目標 a:
本文をもとに、次の問いに答えなさい。
(i) RPAの導入は何年ごろから進められたか。
(ii) 当社は何年前から業務自動化ツールを提供してきたか。また、提供先は何社以上か。
(iii) 中小企業は大企業に比べ、一般的に何が少ないとされているか。

本文:
RPA導入で中小企業が直面する3つの悩み

RPA(ロボティック・プロセス・オートメーション)は2016年ごろから大企業や金融機関が中心となって導入が進められ、いまや中小企業にも普及しつつある。

RPA導入の成功事例を見聞きした経営トップから、RPAの検討を指示された人も多いだろう。

しかし、国内外のRPAツールは数多く提供されており、どのツールが自社に合っているのかわからないという声をよく聞く。また、導入したものの開発がむつかしい自動化が安定しないどの業務を自動化すべきかわからないという、RPAを使ってはじめてわかる悩みもある。

中小企業でもRPAは簡単に利用できるのか。どうすればRPAの導入に失敗しないのか。

当社は18年前から業務自動化ツールを1000社以上の企業や自治体に提供してきた。その実績とノウハウをもとに、RPAの導入を検討している中小企業が直面する3つの疑問を紐解いてみよう。

RPAは中小企業でも効果が出るのか

中小企業は大企業に比べ、一般的に業務の種類や事務処理の量が少ない。RPAが得意とする定型的なパソコン操作も比較的少ないため、自社に導入して本当に効果が出るのかという疑問がある。

ひとつのまとまった量の業務を一人または複数の社員が行うのではく、一人が複数の業務をこなすのが中小企業の実態ではないだろうか。そのような状況でRPAを導入してもごくわずかな時間しか削減できず、RPAの効果が小さいのではないか。それなら今までどおり人が手作業で行ったほうが良いという考えである。

しかしこのような中小企業こそRPAを導入すべきである。

処理時間のかかる単一業務だけに注目せず、細切れでの業務でも積み重なると大幅な時間削減が見込める。そして一人ひとりに時間の余裕ができるだけでなく、ミスがゆるされない気を使う業務から解放されればストレス解消にもつながる。なにより属人的な業務を標準化でき、業務プロセスを改善することもできる。

人材不足に悩む中小企業こそRPAが生産性の向上に役立つのだ。

データ抜粋:
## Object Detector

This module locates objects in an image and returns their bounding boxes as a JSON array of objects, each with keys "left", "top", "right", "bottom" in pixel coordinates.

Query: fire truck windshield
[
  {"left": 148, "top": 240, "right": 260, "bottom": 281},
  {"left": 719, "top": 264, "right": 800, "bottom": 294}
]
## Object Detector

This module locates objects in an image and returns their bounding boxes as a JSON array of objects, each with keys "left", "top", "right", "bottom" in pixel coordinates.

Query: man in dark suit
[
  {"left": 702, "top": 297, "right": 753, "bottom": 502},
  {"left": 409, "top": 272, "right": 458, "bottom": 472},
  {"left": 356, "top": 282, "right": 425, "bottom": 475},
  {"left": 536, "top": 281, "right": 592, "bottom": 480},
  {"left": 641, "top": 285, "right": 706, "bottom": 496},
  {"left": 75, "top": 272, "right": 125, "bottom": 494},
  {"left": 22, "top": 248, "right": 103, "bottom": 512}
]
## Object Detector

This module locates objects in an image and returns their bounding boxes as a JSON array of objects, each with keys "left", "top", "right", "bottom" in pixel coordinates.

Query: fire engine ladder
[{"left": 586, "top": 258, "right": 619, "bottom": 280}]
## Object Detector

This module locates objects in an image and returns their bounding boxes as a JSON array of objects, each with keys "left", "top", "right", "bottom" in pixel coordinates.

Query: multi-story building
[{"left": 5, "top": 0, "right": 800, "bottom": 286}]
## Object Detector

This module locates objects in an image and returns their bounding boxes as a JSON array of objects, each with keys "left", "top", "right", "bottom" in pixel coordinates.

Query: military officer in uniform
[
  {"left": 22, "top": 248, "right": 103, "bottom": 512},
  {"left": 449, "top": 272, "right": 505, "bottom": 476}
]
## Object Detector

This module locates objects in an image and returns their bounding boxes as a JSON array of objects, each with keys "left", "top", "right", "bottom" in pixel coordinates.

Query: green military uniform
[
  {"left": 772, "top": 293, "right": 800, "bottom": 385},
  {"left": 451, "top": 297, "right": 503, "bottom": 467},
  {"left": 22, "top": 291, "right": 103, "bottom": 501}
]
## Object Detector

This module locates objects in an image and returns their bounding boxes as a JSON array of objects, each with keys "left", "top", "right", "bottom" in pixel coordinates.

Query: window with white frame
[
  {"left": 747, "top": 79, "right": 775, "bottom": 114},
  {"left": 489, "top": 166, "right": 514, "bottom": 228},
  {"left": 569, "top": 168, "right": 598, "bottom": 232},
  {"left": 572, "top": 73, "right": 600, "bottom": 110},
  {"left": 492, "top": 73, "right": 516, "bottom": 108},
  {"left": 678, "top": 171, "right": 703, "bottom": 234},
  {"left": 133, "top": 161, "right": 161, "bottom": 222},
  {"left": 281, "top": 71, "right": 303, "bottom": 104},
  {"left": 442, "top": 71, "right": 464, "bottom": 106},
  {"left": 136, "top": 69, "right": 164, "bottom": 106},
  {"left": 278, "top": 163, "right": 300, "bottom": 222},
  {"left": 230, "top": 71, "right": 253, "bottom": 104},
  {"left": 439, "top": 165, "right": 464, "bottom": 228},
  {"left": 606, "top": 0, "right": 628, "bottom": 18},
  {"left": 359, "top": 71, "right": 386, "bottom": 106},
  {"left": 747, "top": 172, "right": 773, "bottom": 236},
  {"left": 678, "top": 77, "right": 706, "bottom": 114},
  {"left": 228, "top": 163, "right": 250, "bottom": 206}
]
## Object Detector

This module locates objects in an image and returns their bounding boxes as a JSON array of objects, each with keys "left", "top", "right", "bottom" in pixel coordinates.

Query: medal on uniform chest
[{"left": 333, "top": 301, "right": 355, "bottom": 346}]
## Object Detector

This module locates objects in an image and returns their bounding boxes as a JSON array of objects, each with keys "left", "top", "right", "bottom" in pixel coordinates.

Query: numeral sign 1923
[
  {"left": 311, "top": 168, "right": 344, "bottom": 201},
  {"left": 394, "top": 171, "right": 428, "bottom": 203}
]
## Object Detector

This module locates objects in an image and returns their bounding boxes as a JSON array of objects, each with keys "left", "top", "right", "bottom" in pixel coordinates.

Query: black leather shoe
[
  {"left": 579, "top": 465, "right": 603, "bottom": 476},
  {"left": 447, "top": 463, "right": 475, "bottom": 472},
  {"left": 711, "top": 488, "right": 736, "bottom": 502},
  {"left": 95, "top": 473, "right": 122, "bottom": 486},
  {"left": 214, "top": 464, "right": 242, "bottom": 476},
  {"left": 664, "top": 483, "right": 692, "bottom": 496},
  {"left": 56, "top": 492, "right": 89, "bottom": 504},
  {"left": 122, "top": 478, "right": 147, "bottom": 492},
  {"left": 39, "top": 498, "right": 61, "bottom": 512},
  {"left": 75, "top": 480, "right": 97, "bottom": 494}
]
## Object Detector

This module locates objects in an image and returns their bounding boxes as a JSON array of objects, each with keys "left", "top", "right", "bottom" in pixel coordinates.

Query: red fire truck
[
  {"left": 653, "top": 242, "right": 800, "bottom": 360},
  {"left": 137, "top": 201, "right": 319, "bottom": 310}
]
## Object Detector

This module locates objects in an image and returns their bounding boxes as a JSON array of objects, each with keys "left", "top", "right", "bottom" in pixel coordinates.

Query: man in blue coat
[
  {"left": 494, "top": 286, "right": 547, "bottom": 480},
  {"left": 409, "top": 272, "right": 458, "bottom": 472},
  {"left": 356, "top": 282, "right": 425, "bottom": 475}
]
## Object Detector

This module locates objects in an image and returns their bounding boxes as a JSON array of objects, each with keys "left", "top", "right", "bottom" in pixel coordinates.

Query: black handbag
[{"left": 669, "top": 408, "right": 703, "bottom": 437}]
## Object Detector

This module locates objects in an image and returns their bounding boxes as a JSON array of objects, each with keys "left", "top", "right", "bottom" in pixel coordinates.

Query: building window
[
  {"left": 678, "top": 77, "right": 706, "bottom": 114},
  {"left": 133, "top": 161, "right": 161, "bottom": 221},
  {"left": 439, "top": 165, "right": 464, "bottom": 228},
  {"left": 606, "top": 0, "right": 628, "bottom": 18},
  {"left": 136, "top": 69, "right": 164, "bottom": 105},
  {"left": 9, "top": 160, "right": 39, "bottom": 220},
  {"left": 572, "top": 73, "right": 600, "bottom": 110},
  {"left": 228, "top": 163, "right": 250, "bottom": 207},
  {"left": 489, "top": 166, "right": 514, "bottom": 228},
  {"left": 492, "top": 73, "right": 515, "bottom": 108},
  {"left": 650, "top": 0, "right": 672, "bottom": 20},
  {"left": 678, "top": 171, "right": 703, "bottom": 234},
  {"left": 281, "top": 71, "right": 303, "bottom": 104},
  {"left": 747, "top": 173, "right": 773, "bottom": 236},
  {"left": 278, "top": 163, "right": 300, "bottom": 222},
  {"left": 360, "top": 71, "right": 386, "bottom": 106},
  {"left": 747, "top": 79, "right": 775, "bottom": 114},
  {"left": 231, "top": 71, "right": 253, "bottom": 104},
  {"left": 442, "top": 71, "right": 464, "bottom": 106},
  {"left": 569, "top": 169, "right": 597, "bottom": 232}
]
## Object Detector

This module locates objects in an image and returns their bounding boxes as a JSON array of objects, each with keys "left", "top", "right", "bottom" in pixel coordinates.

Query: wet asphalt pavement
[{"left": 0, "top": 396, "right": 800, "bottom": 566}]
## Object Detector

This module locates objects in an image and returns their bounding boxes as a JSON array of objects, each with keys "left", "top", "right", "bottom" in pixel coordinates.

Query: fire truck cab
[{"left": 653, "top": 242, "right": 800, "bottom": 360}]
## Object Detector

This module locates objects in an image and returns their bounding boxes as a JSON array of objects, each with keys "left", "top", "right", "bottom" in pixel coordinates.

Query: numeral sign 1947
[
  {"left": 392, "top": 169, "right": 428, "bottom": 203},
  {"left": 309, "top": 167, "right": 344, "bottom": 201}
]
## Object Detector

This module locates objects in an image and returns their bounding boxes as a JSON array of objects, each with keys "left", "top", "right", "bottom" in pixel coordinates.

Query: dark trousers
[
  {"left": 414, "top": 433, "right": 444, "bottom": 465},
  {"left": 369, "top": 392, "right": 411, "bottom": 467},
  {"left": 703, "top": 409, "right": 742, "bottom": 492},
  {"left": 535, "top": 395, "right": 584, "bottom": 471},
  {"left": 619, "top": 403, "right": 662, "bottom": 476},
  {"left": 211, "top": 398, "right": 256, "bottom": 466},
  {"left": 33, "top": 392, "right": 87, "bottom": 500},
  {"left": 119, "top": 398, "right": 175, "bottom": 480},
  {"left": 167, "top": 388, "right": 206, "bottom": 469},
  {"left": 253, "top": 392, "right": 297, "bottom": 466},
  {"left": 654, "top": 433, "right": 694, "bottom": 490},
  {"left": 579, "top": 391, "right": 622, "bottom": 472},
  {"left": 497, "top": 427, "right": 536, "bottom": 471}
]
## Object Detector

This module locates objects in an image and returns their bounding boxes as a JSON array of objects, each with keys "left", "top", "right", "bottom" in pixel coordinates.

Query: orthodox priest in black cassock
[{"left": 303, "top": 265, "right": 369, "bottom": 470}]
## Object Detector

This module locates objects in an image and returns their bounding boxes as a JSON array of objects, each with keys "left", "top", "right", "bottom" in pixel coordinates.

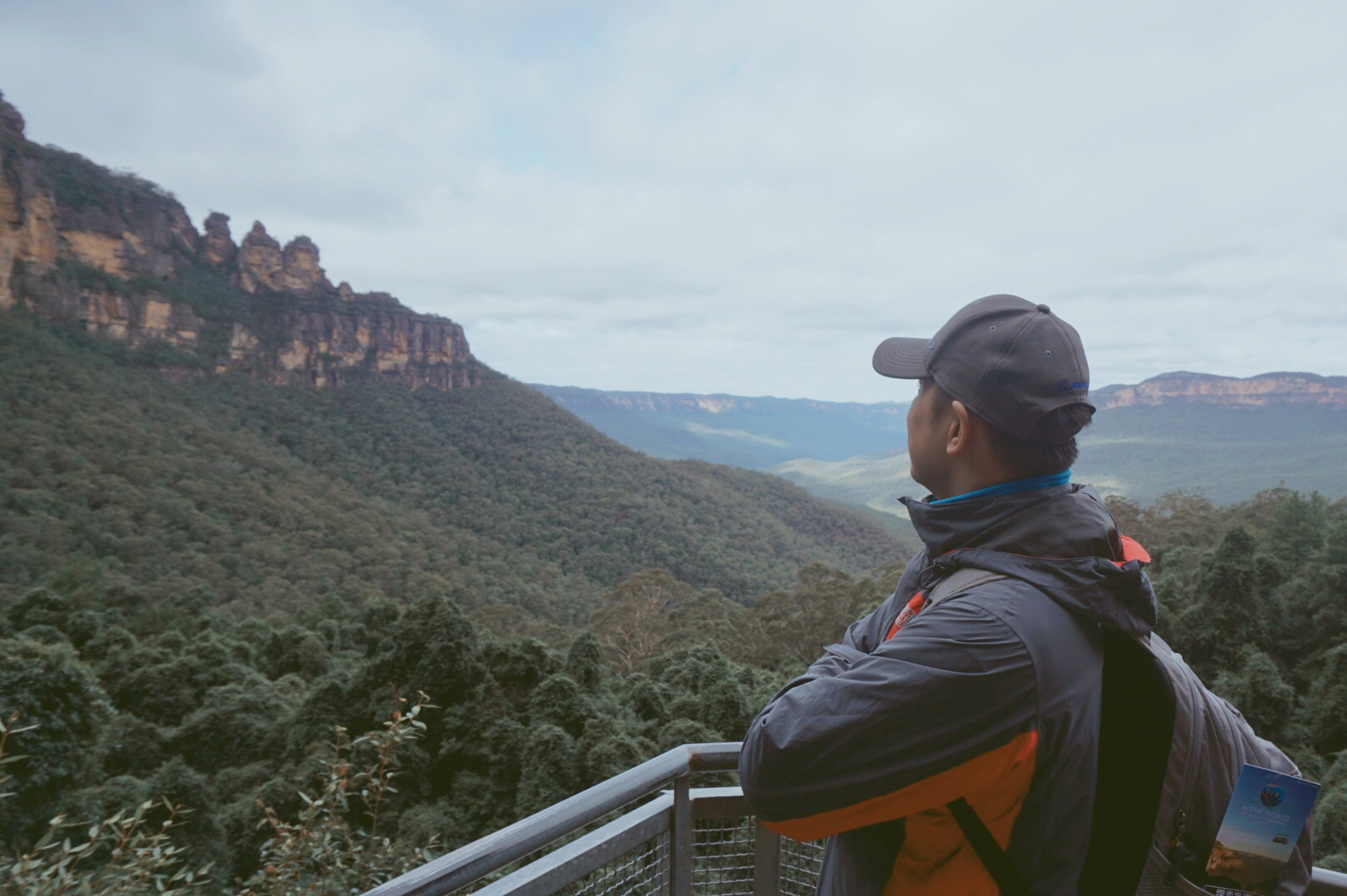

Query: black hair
[{"left": 921, "top": 377, "right": 1094, "bottom": 477}]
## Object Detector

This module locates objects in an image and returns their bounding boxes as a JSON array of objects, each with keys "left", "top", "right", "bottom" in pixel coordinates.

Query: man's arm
[{"left": 739, "top": 601, "right": 1037, "bottom": 840}]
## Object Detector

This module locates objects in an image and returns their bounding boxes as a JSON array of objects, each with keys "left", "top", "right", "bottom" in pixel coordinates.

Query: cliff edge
[{"left": 0, "top": 93, "right": 485, "bottom": 389}]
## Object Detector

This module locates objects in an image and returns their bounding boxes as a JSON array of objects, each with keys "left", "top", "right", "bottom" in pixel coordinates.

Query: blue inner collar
[{"left": 930, "top": 466, "right": 1071, "bottom": 507}]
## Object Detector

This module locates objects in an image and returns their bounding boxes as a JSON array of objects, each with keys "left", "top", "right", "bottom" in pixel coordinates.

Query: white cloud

目標 b:
記録から「fire」という語を含む行をすべて選び出し、書き写しなさい。

解答例 a:
(i) 2016年ごろ
(ii) 18年前から。提供先は1000社以上の企業や自治体である。
(iii) 業務の種類や事務処理の量

解答例 b:
Query: fire truck windshield
Query: fire engine ladder
Query: red fire truck
Query: fire truck cab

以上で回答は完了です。